Direction ->
Convert every line of the items below into a JSON list of strings, one string per line, leaving out any blank lines.
[start of Stored data]
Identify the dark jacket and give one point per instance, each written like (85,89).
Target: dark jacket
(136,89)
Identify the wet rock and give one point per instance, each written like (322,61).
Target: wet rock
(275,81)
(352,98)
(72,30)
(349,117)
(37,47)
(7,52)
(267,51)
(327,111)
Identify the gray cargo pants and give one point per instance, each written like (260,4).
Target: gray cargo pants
[end of Stored data]
Exercise result ->
[
  "Identify the dark jacket and give one point per instance, each written like (85,89).",
  "Target: dark jacket",
  "(136,89)",
  "Identify the wet rock and give one point per instance, each written like (322,61).",
  "Target: wet rock",
  "(275,81)",
  "(352,98)",
  "(72,30)",
  "(349,117)",
  "(37,47)",
  "(7,52)",
  "(267,51)",
  "(327,111)",
  "Identify the gray cargo pants and give one point per instance, each written like (260,4).",
  "Target: gray cargo pants"
]